Reproduce verbatim the portion of the mailing-list reply below that begins at the words "In-Reply-To: <085ebfb8-d76c-4a13-8b5b-130959b25b51@amd.com>" and stops after the words "of stub pages.".

======== Passage given ========

Re: [PATCH v3 2/2] xen/x86: Change stub page allocation/free

All of lore.kernel.org
 help / color / mirror / Atom feed

From: "Roger Pau Monné" <roger.pau@citrix.com>
To: Jason Andryuk <jason.andryuk@amd.com>
Cc: xen-devel@lists.xenproject.org, Jan Beulich <jbeulich@suse.com>,
	Andrew Cooper <andrew.cooper3@citrix.com>,
	Teddy Astie <teddy.astie@vates.tech>
Subject: Re: [PATCH v3 2/2] xen/x86: Change stub page allocation/free
Date: Wed, 10 Jun 2026 20:20:02 +0200	[thread overview]
Message-ID: <aimq0g_XqJQ-7Gqe@macbook.local> (raw)
In-Reply-To: <085ebfb8-d76c-4a13-8b5b-130959b25b51@amd.com>

On Wed, Jun 10, 2026 at 11:23:46AM -0400, Jason Andryuk wrote:
> On 2026-06-10 11:01, Roger Pau Monné wrote:
> > On Mon, Jun 08, 2026 at 08:06:38PM -0400, Jason Andryuk wrote:
> > > Today the inline tracking of the stub page is problematic.  0xcc is used
> > > to indicate unused, but it is also a "clear value."  A !CONFIG_PV build
> > > with smt=0 will bring up CPU0, bring up CPU1, bring down CPU1, and free
> > > the in-use stub page.  Subsequent CPU onlining can write to the re-used
> > > page.
> > > 
> > > The new approach uses a global, CPU-indexed array of stub pages.
> > > However, to handle NUMA aware allocations, we cannot allocate all the
> > > pages in advance because the NUMA information is not available.  Keep
> > > track of 1 current page for each NUMA node, allocated on demand, and
> > > allocate the stub buffers out of those pages.
> > > 
> > > The current NUMA allocation approach is opportunistic sharing among the
> > > groups of 32 processors.  The new approach will allocate buffers densely
> > > in a NUMA node.
> > > 
> > > stub pages are no longer freed.  They remain referenced in the global
> > > CPU-indexed array and are re-used if the CPU is re-onlined.

======== Listing ========

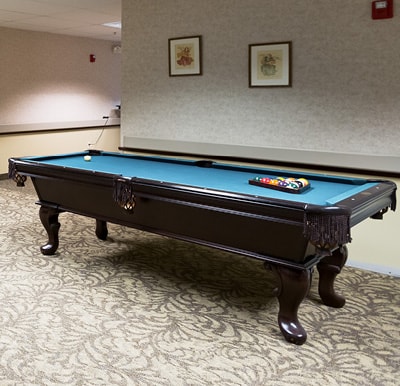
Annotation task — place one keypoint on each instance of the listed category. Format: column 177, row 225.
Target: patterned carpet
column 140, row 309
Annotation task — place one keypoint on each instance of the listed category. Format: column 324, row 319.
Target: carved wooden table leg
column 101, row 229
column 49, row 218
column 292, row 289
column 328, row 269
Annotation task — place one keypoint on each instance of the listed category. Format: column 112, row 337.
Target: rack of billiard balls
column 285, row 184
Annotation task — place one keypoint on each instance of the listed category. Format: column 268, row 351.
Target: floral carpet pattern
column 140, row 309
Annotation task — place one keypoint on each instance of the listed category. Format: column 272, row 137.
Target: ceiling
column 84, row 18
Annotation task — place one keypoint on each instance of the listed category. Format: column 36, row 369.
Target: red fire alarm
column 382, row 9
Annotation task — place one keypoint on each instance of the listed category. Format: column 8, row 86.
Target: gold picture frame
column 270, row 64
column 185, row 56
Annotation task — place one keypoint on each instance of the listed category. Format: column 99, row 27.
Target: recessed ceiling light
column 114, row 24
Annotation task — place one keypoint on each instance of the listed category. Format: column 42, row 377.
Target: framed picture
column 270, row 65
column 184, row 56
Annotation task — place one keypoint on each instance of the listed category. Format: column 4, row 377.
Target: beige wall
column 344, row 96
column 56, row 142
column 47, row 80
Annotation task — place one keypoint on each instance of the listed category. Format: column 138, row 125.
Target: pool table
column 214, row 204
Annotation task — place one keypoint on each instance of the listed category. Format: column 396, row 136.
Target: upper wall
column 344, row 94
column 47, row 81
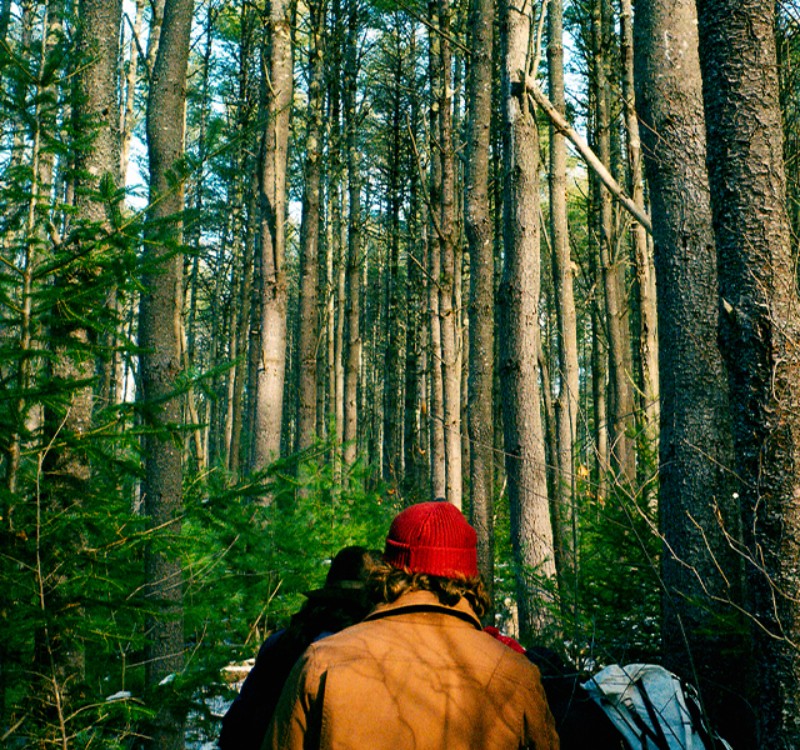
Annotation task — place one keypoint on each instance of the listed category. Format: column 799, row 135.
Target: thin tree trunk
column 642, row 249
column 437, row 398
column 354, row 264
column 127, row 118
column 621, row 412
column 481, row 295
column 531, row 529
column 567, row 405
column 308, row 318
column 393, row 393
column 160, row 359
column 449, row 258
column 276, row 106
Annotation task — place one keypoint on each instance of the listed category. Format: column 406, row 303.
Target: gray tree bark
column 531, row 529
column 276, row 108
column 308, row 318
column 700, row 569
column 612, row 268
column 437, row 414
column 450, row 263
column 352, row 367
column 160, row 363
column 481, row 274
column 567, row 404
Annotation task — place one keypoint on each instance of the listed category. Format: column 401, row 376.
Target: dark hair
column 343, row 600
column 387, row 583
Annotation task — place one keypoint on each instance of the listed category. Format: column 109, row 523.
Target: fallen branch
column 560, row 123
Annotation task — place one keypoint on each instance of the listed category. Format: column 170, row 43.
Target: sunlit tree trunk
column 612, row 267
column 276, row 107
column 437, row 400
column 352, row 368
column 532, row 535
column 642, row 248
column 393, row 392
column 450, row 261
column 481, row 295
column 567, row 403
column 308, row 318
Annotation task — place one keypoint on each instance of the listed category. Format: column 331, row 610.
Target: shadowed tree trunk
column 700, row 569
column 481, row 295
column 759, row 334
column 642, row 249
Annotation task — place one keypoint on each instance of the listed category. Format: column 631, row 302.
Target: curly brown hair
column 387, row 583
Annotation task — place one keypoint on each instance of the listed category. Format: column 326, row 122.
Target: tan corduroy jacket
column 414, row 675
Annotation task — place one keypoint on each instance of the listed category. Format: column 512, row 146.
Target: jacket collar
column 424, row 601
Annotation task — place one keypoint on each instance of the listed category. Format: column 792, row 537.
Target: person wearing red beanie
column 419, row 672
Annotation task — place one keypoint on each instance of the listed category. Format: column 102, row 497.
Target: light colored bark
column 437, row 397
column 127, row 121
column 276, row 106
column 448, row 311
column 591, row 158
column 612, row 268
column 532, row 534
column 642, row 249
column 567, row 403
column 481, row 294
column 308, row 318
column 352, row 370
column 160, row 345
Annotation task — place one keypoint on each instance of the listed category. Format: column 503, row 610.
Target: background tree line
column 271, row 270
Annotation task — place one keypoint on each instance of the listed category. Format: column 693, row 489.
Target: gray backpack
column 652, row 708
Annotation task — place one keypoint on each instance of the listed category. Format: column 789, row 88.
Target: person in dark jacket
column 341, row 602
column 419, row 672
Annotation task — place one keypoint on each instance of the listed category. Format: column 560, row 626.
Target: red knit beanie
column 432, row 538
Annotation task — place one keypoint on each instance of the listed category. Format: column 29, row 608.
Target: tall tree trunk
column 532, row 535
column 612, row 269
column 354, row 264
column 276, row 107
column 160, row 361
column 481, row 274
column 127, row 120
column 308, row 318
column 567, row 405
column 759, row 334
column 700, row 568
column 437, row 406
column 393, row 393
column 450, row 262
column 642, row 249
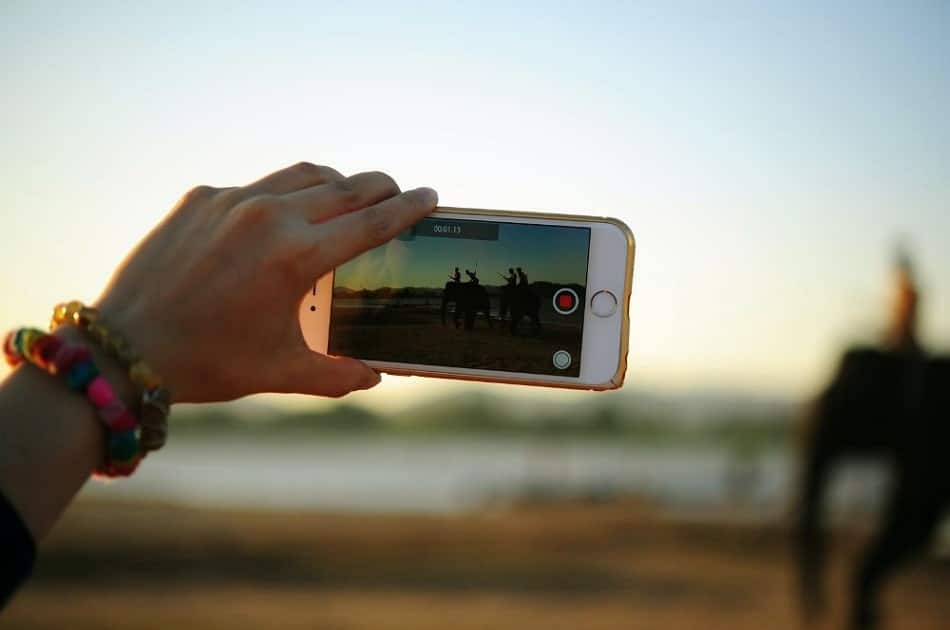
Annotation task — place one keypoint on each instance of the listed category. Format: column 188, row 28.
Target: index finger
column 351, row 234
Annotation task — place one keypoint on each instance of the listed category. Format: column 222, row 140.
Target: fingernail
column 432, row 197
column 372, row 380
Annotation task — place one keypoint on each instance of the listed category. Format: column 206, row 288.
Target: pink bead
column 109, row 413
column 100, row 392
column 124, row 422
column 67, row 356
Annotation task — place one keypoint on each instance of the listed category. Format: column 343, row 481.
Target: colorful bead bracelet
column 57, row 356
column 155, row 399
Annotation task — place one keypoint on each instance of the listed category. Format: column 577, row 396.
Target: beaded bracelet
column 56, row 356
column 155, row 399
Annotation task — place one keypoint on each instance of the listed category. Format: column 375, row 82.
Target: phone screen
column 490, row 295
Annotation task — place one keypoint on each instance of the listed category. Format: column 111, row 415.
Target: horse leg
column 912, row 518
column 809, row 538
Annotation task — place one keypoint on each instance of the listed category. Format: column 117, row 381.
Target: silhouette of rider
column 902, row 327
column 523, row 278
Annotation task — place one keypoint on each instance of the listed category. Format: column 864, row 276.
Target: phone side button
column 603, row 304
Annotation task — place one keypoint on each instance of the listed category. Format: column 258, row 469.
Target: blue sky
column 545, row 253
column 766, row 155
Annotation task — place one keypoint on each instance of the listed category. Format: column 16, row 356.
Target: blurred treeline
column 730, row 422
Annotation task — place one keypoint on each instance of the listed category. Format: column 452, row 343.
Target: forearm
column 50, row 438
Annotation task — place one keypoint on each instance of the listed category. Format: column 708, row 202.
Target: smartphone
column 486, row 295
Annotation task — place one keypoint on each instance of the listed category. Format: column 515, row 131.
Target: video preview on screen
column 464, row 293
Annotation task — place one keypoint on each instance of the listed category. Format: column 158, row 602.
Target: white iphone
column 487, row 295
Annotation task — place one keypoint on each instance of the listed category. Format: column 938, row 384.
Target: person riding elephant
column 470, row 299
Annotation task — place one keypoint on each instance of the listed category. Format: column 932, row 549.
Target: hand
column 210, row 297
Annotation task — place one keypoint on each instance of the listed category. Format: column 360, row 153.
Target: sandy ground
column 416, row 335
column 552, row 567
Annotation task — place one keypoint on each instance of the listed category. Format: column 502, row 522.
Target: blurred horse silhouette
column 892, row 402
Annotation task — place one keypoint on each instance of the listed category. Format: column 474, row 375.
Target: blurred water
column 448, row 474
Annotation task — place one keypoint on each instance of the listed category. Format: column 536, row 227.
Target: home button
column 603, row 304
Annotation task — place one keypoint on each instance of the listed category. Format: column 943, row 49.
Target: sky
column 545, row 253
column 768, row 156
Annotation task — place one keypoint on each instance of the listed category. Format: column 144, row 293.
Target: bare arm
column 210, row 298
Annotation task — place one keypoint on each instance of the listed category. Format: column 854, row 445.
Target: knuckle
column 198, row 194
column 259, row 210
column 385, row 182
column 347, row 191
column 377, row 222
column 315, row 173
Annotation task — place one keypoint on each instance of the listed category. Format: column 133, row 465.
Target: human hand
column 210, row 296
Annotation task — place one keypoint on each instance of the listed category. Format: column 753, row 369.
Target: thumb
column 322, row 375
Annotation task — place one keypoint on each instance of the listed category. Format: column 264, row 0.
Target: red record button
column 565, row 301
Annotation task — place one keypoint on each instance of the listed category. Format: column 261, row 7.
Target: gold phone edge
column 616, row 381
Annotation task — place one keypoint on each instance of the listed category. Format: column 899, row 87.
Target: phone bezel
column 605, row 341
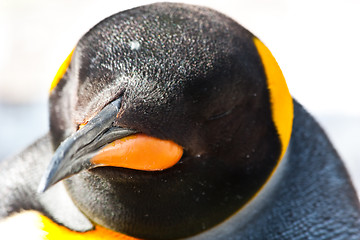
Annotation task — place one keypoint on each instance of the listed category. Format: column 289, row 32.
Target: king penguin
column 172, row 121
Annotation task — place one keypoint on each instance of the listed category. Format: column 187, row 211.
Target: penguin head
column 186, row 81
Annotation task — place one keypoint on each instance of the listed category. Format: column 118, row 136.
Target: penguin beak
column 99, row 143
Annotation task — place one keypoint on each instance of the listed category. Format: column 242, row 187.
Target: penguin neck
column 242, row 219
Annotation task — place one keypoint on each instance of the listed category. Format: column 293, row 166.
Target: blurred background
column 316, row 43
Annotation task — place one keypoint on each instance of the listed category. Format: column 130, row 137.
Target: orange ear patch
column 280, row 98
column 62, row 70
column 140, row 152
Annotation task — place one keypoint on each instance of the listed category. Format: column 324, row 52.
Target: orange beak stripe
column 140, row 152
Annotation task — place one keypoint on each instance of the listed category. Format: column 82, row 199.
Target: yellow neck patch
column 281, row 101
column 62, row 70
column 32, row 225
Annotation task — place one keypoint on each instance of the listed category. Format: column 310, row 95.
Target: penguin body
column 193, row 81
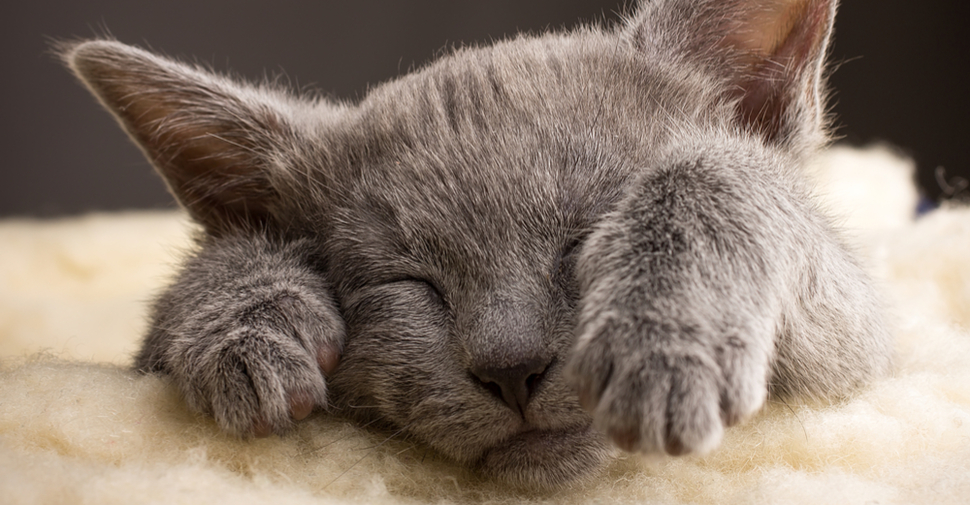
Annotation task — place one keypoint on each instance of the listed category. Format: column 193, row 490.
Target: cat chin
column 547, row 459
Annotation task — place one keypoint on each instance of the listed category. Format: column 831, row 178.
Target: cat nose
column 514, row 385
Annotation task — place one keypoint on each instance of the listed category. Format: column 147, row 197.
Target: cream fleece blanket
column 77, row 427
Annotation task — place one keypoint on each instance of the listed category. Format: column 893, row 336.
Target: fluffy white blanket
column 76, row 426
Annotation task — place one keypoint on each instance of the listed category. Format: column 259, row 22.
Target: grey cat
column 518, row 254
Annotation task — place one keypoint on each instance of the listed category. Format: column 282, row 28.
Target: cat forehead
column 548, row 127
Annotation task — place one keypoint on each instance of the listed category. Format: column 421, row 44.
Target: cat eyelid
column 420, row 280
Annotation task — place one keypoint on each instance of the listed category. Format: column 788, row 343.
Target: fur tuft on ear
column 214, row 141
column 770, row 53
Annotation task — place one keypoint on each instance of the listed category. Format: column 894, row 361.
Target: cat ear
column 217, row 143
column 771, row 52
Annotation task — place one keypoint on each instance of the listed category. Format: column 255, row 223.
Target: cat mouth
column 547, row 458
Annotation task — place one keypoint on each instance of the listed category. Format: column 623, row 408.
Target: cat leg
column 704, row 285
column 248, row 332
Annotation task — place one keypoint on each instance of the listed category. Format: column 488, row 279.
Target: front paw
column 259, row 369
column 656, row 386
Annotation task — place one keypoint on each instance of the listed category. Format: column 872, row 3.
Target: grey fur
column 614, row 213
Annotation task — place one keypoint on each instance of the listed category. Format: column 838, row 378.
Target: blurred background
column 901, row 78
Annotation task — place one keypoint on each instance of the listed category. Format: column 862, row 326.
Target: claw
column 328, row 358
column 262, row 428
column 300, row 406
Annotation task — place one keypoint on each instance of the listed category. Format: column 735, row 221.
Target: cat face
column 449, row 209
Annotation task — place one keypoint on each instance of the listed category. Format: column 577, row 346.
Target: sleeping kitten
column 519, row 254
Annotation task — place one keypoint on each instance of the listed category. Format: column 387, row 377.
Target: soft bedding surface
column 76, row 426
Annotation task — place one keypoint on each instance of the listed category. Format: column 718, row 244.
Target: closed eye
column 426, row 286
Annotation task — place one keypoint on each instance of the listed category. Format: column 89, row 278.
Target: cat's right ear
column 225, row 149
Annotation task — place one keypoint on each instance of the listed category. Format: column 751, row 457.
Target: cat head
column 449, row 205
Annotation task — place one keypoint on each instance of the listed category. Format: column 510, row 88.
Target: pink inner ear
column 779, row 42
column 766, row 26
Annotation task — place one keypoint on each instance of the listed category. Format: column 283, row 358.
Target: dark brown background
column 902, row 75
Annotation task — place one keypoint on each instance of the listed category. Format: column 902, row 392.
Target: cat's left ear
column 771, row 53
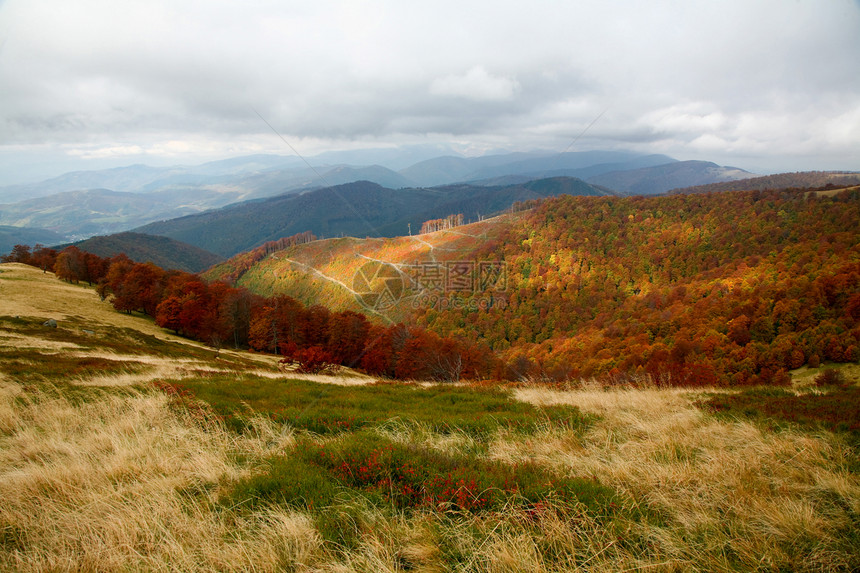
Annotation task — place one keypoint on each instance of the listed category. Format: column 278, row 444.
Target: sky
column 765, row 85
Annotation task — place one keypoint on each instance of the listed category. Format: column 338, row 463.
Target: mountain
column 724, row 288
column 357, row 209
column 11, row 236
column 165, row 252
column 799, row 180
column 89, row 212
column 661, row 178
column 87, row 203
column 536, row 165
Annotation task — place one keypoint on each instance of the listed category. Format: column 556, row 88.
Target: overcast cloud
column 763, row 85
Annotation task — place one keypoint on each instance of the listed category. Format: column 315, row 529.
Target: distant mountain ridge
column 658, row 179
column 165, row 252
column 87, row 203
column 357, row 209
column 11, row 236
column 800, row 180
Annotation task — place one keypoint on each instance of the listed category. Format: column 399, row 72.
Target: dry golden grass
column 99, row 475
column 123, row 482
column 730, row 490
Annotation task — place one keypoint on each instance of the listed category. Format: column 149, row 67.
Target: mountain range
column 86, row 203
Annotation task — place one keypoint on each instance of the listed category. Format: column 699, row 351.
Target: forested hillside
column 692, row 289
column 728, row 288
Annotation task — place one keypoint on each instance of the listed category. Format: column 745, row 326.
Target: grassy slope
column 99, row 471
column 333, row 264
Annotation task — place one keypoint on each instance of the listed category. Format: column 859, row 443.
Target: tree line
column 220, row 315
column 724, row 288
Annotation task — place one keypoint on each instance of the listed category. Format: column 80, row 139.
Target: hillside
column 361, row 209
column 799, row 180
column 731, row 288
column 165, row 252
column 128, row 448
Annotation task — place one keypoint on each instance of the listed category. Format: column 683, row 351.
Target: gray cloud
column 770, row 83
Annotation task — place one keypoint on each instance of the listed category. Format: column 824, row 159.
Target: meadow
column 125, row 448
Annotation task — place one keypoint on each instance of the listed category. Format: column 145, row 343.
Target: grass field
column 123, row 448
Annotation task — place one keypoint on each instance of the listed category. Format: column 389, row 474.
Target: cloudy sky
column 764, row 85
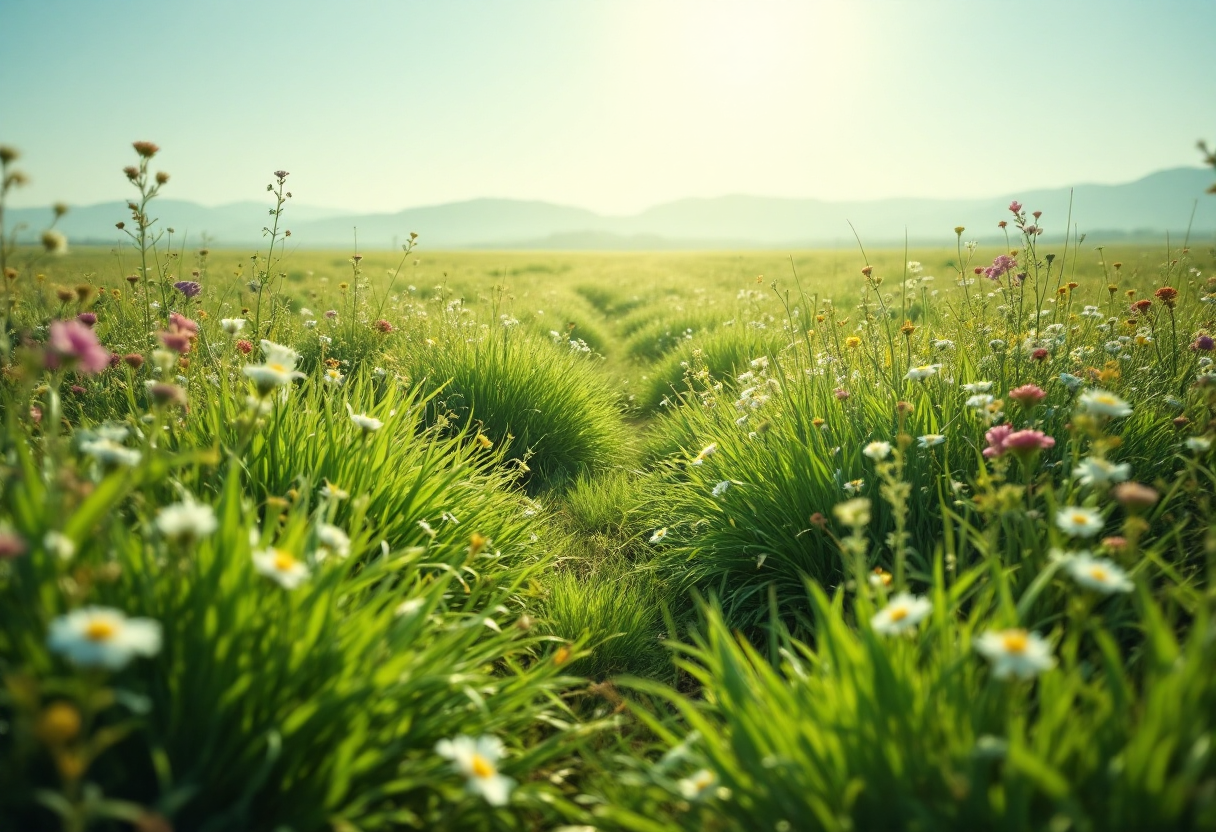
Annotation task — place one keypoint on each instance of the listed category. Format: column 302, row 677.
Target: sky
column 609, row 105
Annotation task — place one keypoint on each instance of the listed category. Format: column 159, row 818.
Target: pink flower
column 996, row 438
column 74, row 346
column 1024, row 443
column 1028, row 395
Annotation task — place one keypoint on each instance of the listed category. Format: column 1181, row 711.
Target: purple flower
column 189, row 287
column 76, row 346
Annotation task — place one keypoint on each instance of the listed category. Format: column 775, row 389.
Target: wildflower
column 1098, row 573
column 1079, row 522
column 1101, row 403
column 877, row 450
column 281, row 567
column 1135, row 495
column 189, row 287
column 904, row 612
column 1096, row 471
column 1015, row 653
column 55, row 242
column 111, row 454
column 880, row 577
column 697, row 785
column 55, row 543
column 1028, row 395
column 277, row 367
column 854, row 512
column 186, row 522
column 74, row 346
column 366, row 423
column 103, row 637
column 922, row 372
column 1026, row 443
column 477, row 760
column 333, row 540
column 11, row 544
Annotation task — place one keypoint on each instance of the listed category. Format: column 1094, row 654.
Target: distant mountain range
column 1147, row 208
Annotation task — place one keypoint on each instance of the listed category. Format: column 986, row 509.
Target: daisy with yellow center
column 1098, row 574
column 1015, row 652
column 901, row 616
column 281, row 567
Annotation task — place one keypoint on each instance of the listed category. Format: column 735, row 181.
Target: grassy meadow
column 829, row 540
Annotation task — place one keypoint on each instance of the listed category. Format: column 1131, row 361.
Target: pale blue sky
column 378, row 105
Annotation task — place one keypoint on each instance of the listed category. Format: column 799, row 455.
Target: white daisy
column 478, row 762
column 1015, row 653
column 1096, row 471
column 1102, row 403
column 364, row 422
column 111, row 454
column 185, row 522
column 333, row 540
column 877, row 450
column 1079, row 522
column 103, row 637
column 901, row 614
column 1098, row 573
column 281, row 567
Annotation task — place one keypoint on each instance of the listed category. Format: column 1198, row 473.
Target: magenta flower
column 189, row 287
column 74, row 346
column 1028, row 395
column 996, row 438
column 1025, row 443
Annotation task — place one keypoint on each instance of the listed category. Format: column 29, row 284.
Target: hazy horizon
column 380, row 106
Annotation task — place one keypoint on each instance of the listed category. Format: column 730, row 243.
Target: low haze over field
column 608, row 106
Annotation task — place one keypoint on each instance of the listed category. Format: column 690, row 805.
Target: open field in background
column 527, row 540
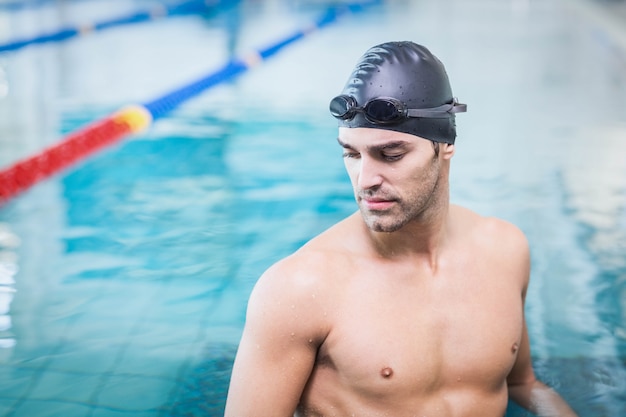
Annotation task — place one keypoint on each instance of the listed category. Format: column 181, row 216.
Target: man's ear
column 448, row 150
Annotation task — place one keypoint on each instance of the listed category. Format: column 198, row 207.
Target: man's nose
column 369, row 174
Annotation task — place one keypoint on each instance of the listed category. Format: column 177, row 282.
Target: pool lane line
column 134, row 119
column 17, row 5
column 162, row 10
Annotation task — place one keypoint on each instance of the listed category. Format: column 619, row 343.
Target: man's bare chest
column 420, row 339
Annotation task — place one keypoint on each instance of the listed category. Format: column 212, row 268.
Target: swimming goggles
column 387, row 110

========

Solved problem:
In-Reply-To: <085ebfb8-d76c-4a13-8b5b-130959b25b51@amd.com>

On Wed, Jun 10, 2026 at 11:23:46AM -0400, Jason Andryuk wrote:
> On 2026-06-10 11:01, Roger Pau Monné wrote:
> > On Mon, Jun 08, 2026 at 08:06:38PM -0400, Jason Andryuk wrote:
> > > Today the inline tracking of the stub page is problematic.  0xcc is used
> > > to indicate unused, but it is also a "clear value."  A !CONFIG_PV build
> > > with smt=0 will bring up CPU0, bring up CPU1, bring down CPU1, and free
> > > the in-use stub page.  Subsequent CPU onlining can write to the re-used
> > > page.
> > > 
> > > The new approach uses a global, CPU-indexed array of stub pages.